*** Data to examine ***

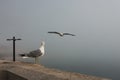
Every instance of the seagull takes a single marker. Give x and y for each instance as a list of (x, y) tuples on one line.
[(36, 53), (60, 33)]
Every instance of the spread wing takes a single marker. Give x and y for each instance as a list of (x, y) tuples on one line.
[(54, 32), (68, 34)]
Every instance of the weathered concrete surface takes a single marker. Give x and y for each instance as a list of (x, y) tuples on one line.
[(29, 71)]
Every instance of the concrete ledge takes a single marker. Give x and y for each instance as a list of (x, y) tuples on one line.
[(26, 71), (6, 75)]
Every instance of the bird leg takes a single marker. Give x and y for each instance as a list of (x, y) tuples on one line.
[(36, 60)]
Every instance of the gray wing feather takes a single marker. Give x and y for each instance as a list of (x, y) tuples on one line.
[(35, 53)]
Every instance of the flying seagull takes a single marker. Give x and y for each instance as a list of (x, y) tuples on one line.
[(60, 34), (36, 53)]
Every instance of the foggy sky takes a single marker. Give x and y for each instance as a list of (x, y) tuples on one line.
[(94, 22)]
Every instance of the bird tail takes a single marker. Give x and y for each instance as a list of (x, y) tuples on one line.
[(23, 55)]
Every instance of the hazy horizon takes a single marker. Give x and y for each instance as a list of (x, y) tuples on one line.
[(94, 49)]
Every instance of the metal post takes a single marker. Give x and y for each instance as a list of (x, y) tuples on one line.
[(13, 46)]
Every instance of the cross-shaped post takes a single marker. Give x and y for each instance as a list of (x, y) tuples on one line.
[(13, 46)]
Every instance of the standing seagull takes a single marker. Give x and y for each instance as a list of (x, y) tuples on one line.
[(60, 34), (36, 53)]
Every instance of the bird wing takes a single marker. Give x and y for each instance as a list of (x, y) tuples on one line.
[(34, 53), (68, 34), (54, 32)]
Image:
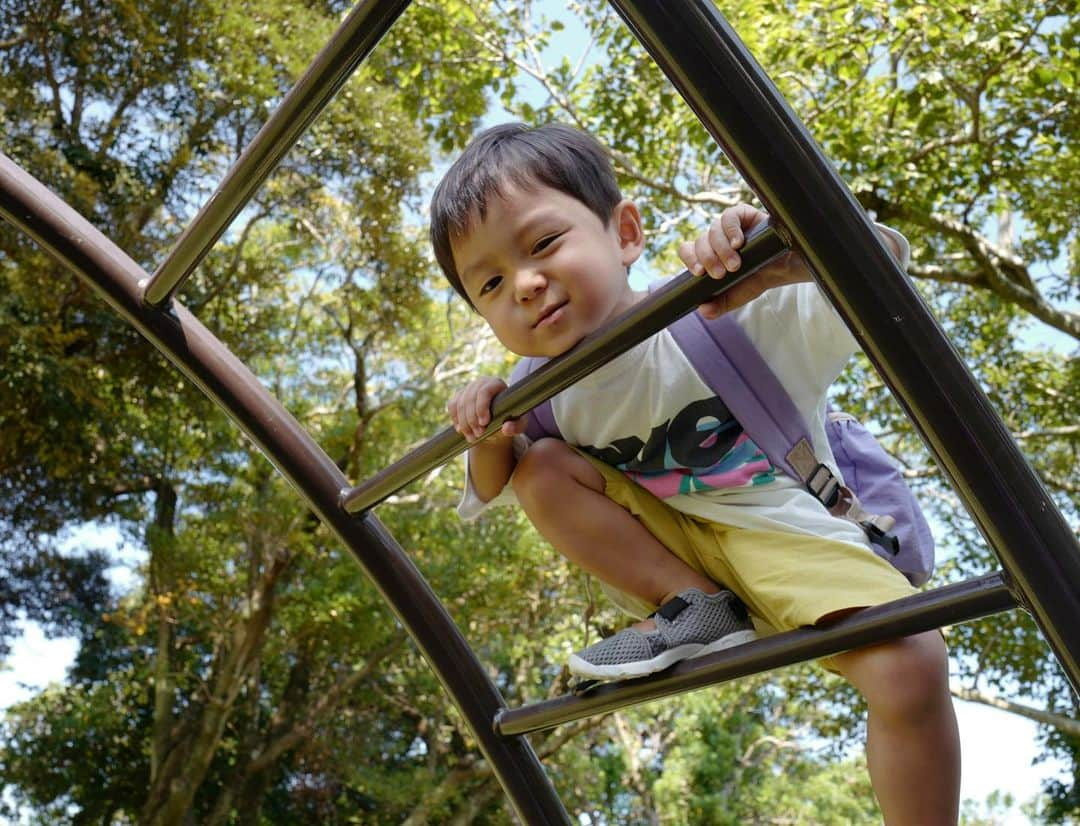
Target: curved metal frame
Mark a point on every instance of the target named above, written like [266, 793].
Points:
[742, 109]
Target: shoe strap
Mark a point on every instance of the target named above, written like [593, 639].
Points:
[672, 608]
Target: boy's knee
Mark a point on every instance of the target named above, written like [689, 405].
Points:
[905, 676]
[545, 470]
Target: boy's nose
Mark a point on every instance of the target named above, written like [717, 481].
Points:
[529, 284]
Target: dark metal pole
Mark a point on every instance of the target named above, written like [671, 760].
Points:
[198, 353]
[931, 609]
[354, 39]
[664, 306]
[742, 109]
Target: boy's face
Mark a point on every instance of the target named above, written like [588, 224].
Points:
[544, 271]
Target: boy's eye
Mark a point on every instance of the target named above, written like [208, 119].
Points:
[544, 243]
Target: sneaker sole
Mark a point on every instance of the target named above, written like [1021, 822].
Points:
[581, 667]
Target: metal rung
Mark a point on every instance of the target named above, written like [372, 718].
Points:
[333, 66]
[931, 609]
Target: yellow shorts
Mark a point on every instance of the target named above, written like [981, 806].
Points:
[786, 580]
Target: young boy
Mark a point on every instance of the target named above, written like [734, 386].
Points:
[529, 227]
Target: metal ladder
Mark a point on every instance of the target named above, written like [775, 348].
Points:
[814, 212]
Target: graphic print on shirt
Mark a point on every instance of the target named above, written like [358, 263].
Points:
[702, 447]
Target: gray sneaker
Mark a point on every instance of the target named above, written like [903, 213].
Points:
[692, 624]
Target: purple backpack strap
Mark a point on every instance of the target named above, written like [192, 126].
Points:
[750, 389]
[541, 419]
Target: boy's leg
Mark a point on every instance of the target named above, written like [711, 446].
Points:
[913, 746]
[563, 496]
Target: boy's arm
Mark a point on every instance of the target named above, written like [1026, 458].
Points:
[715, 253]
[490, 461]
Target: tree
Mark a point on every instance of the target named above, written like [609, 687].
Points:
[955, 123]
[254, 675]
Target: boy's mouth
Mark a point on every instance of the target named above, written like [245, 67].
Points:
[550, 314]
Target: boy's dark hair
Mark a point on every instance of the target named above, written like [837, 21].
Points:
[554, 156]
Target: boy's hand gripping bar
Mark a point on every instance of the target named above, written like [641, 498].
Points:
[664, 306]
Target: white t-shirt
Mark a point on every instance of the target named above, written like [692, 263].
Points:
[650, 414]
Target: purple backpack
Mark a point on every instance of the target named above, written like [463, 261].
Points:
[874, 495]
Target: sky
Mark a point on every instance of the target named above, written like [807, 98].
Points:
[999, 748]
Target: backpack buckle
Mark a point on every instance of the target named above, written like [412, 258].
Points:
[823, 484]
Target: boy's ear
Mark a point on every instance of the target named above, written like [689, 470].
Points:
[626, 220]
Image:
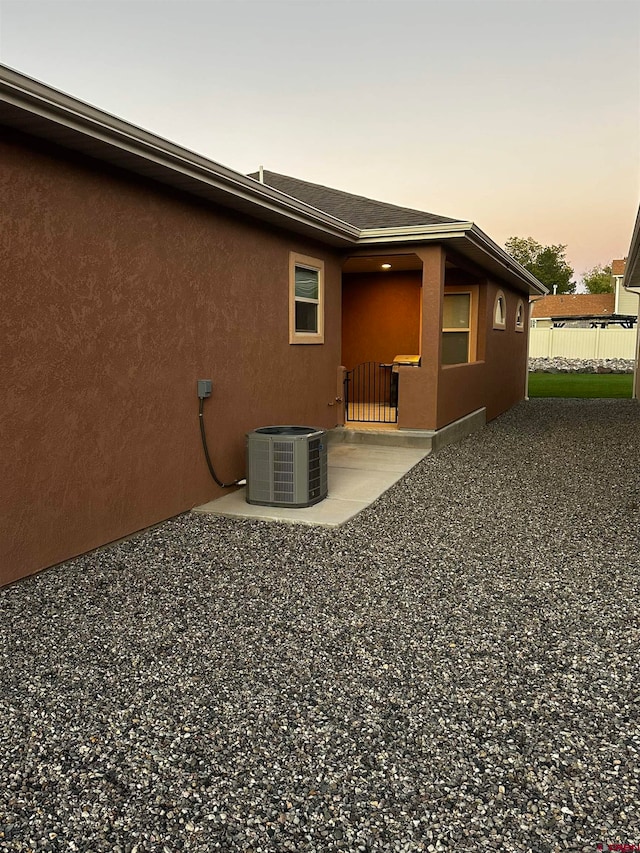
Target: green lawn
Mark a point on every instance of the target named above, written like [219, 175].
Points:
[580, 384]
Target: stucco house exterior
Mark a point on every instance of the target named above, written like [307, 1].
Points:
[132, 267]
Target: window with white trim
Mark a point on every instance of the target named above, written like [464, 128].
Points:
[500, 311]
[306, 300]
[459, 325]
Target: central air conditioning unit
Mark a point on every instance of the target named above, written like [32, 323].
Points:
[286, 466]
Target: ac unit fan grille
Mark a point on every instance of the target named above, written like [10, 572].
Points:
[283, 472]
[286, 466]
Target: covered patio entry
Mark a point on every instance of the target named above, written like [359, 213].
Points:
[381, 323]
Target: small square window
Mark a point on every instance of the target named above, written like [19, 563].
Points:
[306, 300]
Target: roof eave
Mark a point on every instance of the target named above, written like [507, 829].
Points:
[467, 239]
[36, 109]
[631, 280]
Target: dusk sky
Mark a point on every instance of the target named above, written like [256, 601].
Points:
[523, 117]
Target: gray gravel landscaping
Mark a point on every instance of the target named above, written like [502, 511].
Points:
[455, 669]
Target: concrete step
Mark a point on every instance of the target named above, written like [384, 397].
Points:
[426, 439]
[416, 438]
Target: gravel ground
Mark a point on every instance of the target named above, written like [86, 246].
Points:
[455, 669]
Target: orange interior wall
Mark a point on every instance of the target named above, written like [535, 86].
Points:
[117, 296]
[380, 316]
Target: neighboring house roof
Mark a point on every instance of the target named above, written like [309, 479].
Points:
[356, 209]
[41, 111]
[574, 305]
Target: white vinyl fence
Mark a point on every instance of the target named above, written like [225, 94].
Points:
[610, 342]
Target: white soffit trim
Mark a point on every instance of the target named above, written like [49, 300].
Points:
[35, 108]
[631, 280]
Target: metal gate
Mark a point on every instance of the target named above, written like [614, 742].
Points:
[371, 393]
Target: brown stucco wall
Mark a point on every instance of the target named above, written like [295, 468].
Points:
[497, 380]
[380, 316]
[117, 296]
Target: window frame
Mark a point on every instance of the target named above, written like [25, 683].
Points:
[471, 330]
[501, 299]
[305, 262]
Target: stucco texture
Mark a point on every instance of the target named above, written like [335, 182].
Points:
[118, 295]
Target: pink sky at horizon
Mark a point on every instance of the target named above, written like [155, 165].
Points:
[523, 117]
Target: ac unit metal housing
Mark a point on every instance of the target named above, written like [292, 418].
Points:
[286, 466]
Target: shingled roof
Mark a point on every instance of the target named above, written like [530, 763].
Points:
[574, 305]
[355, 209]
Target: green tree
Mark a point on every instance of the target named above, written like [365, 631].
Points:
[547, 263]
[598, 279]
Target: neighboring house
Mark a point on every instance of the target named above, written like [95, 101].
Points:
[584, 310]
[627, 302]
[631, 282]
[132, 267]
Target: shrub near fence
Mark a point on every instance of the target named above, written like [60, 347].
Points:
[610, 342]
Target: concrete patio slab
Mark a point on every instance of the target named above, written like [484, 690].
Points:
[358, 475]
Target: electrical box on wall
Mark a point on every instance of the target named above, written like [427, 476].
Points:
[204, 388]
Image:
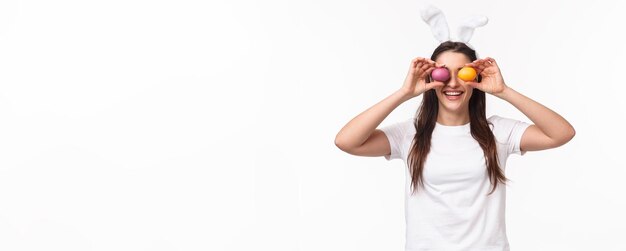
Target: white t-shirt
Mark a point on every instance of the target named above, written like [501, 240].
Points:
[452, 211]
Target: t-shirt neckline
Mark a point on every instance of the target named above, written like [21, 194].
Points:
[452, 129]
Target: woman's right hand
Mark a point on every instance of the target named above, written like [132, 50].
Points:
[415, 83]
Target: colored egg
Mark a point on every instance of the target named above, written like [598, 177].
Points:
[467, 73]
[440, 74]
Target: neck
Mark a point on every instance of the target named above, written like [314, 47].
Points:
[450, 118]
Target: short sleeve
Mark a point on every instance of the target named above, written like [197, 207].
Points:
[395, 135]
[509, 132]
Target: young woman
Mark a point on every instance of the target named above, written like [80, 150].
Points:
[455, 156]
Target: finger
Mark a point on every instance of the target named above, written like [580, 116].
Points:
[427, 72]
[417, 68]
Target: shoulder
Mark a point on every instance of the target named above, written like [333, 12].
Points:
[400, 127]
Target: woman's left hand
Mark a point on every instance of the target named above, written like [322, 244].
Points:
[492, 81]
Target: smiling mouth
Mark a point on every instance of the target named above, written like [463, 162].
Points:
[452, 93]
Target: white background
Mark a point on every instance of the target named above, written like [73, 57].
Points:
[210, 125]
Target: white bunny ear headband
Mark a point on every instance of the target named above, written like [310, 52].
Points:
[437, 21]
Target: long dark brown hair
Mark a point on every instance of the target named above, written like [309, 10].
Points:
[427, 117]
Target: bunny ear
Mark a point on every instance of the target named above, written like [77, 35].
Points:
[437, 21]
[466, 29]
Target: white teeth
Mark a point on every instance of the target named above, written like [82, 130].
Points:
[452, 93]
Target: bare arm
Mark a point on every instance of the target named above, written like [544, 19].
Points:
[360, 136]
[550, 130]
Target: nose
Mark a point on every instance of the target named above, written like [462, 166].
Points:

*** End of Data to examine ***

_Instructions for the task_.
Copy exactly the stretch of data above from the line with "Target: window frame" through the line with "Target: pink sky at horizon", and omit all other lines.

_Response to this task_.
Target: window frame
Mark a point on every instance of the target named above, written like [25, 683].
Points:
[471, 330]
[501, 299]
[305, 262]
Target: stucco texture
Mark a point on every instance of the target named above, written like [335, 182].
Points:
[118, 295]
Target: pink sky at horizon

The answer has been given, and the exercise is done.